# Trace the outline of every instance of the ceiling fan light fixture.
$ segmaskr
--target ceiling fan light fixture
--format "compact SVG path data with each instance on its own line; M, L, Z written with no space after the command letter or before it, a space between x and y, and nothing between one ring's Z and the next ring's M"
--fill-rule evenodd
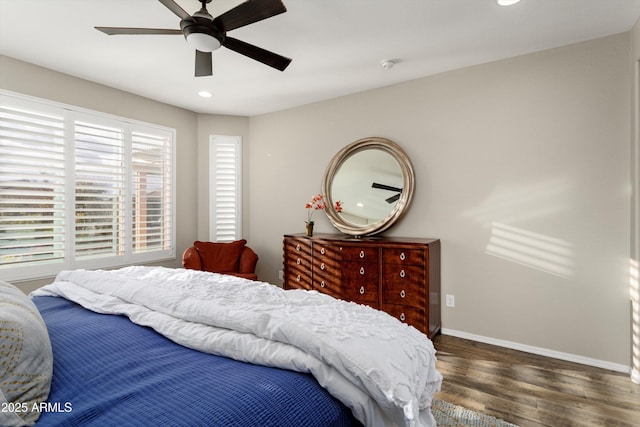
M203 98L211 98L213 96L213 94L208 90L201 90L200 92L198 92L198 95L200 95Z
M498 0L500 6L513 6L518 2L520 2L520 0Z
M220 49L220 46L222 46L220 40L204 33L187 34L187 43L200 52L213 52L214 50Z

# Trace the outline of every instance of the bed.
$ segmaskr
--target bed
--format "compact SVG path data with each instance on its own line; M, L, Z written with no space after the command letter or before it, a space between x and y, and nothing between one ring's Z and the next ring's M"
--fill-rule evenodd
M31 302L53 355L38 426L435 426L433 345L369 307L139 266L64 271Z

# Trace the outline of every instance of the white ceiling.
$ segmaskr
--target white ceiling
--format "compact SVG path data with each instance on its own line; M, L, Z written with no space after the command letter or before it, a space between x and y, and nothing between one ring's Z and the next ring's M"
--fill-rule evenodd
M208 8L217 16L241 1ZM0 54L196 112L252 116L628 31L640 16L640 0L284 2L286 13L229 32L293 58L284 72L222 48L214 75L196 78L182 36L93 28L178 29L180 19L157 0L0 0ZM383 59L398 63L384 70Z

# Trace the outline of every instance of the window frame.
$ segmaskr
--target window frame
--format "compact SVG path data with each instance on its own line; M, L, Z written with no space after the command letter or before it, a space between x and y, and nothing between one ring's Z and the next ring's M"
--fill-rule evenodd
M43 98L28 96L16 92L0 89L0 105L16 106L32 111L46 111L63 117L64 123L64 255L61 262L26 262L20 266L0 265L0 278L10 281L36 280L55 276L61 270L69 269L97 269L114 268L132 264L144 264L176 259L176 130L166 126L147 123L140 120L116 116L69 104L50 101ZM77 121L90 121L93 124L107 124L118 126L125 134L124 142L124 168L125 192L124 192L124 222L127 225L127 233L124 236L124 251L122 254L98 256L95 258L76 259L76 177L75 177L75 126ZM171 218L166 226L170 231L166 233L168 242L159 250L136 253L133 245L133 228L131 226L133 212L133 194L135 192L132 183L132 159L131 151L133 135L138 132L153 134L168 142L168 192L170 201L167 202L167 210ZM166 178L166 174L163 174ZM66 196L68 195L68 196Z

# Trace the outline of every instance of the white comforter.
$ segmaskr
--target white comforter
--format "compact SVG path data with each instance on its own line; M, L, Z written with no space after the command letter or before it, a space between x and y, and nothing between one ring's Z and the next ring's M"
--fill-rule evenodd
M436 425L430 407L442 376L431 341L369 307L161 267L63 271L32 295L124 314L203 352L310 372L366 426Z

========================================================================

# Work instructions:
Could you copy every line in the records that holds "Trace"?

# Written response:
# Trace the outline of every instance of the ceiling fan light fixture.
# Trace the outline of every instance of the bed.
# Trace the outline of every instance of the white ceiling.
# Trace the outline of every instance of the window frame.
# Trace the outline of every instance of the white comforter.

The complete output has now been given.